» WHAT YOU ARE ASKED TO DO
Your task is to print all of the data below exactly, with no pictures included.

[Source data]

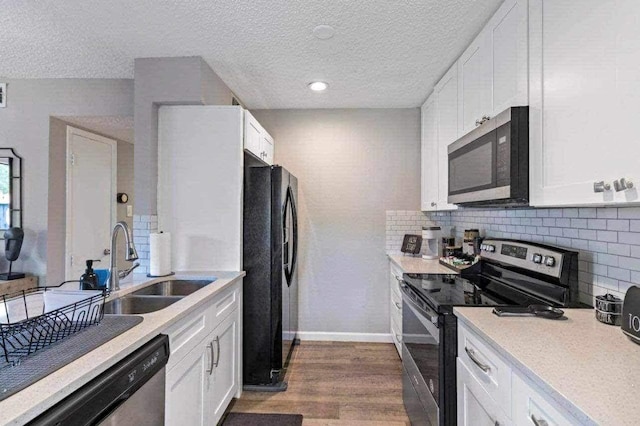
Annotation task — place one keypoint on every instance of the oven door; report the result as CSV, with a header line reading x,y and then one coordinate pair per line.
x,y
420,359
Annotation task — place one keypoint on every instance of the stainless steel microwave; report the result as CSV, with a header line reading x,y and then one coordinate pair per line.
x,y
490,165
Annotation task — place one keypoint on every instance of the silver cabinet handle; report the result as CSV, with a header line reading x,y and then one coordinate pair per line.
x,y
476,361
210,347
217,351
539,422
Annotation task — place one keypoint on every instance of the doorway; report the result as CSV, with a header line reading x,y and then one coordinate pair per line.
x,y
91,192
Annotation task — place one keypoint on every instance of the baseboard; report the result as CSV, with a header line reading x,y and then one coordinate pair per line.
x,y
345,337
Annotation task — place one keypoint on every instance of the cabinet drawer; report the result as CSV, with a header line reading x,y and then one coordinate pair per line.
x,y
187,333
493,374
223,304
531,408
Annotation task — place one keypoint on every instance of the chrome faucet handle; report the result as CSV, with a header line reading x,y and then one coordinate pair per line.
x,y
126,272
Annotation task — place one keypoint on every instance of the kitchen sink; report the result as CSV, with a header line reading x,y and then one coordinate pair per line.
x,y
131,304
173,288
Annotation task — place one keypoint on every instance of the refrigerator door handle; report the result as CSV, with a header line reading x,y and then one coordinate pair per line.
x,y
290,268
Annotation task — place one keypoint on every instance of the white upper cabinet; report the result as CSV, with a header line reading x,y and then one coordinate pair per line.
x,y
492,72
585,101
509,35
439,129
446,92
429,165
257,140
474,83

» EXPECTED OUTPUT
Annotation task — place one keypoint on every instance of the oven door; report the result as CSV, with a header line reading x,y and then one coordinate pair per line.
x,y
420,359
Annotation task — place one keypoint on every instance of the stainless steel microwave; report the result as CSV, with a header line reading x,y and then one coordinate pair per line.
x,y
490,165
Annotation task — place one keypoint on every instance of the silver cabinet handle; report the result as CSV, with a header line reading x,y and then one coordinate pair per line.
x,y
476,361
210,347
217,351
539,422
Annotation task — place one keypoint on every instance of the doorway; report the result as CSV, with a header line reading x,y and then one coordinate pair per line.
x,y
91,192
Annotation task — place one keypoint on every instance of the baseboard; report the result as CSV, with a header line reading x,y and then one coordinate pair per line.
x,y
345,337
Annotation task — place one keypoint on every instance of the cabinet drawer; report the result as CSV, with a header line reading x,y and then one coordinate pair per line.
x,y
187,333
493,374
223,304
531,408
Annotation task — place one keypoint on every instance of the chrome faucet handle; report the result as CSV, with a header line reading x,y and then one coordinate pair per line.
x,y
126,272
Annotation task — place one keypoint on every instance of the kitchen sink; report the result as CSV, with a header line reading x,y and then one coordinate pair per line.
x,y
131,304
173,288
Annotation task — place one keypoint on every instance of the refrigerator door handle; report the result as CSV, with a header line reading x,y and then one coordinate pair per line.
x,y
290,268
Annotation task — place one keypoint on every instance of the white upper cabinet; report the result as CSV, with a header line reading x,y and then one coordinate pair per line.
x,y
492,72
585,101
509,35
439,129
446,92
429,165
257,140
474,83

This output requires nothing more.